■ PROBLEM TO SOLVE:
Rewrite the lines below, from the line that contains "Q: Identify a point on each instance of the gray" through the last line, requests included, and give only those lines. Multiply every point coordinate in the answers by 0.65 and round each result to a whole number, with halves rounded up.

■ MATERIALS PROVIDED:
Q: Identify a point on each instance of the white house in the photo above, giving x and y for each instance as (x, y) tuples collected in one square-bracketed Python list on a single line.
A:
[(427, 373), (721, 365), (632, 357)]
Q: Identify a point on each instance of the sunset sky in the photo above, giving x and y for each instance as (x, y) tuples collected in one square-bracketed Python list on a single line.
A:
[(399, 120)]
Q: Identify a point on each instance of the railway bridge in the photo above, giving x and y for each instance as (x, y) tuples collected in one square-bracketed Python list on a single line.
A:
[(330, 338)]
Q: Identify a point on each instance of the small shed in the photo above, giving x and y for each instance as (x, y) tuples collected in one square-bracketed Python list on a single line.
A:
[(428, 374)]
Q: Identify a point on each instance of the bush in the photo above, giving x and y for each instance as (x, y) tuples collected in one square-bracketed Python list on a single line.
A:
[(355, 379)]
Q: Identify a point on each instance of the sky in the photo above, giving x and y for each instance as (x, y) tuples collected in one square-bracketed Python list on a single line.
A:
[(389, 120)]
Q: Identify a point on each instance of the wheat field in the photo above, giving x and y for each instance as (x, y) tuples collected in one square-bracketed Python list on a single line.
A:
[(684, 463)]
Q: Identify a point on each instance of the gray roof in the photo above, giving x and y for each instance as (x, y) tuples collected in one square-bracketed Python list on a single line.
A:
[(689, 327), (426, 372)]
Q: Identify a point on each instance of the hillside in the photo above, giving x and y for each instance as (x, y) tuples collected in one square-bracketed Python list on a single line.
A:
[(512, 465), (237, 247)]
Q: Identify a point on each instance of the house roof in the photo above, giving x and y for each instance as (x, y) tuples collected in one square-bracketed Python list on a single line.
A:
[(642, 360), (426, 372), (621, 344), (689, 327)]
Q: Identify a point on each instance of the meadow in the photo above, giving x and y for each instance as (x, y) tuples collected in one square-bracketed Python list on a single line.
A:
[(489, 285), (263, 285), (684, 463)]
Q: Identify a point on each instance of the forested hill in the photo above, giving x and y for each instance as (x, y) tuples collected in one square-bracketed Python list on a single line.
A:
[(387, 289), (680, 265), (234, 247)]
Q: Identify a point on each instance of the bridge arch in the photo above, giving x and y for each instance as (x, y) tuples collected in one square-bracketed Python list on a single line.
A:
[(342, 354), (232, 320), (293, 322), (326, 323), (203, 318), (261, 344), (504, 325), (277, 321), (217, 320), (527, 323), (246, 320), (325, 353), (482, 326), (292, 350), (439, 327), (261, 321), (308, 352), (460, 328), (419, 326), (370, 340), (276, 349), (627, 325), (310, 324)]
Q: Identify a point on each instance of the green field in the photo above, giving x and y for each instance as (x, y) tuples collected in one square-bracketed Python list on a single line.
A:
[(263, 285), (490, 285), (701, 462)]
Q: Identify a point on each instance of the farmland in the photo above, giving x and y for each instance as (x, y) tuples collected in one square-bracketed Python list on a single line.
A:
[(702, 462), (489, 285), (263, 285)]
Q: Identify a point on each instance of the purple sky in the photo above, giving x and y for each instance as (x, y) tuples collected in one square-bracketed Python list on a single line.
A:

■ ANSWER TO THIS TASK:
Q: Identify a point on each instance of the gray roof in the photo above, giving x and y for each instance as (x, y) tuples collected in one square-bracketed Python list on a single line.
A:
[(448, 213), (277, 242)]
Q: Identify a point on each instance of the hillside in the photo above, giving x and y for each instance as (x, y) tuples collected in one square-bracketed Python list on a single line.
A:
[(333, 302), (154, 161)]
Q: Identify a point on each instance of the house roof in the photo above, giving x and y for each instance as (x, y) tuples collected in one square-bracketed Python list on a single line.
A:
[(417, 234), (277, 242), (404, 224), (448, 213)]
Q: Identify a point on each instance of the meadow in the photo above, giving x and y for each instance as (x, y) tuples collected in one square-bracketed Python list on a single line.
A:
[(318, 185), (171, 185), (445, 301)]
Q: Identify a point on each instance of the forested hill in the photo above, giving x and y for each instance as (x, y) tuples collected in one square-bracketed Python list on a single line.
A:
[(252, 188), (442, 172), (152, 161)]
Q: Identify a point on each instance of the bridge arch in the photo above, giving x and y for each instance as (x, y) tuples collected in one square-bracketed Python list on a single line.
A:
[(222, 230), (151, 208), (190, 209), (212, 210), (132, 207), (170, 224), (328, 211), (180, 209), (141, 208), (343, 210), (160, 208), (211, 229), (313, 212), (190, 228), (285, 213), (170, 209), (200, 229), (299, 213), (272, 212), (241, 221), (179, 227), (408, 211), (202, 211)]
Q: Identify a point on each instance of the green field in the photo above, giving x and y for each instance as (x, y) tuples collected in one square-bracketed Python list on a single line.
A:
[(171, 185), (319, 185), (456, 300)]
Q: Identify a point on each instance of the farmland in the photo above, giving x and y for each instance as (x, y) tuples collected in one square-bracketed Python list on a single line.
A:
[(456, 300), (318, 185), (171, 185)]
Q: Identify a point on each instance of the purple sky in the photo above, giving x and y for each instance as (x, y) tuples collected in one square-bracketed Python list on a single line.
A:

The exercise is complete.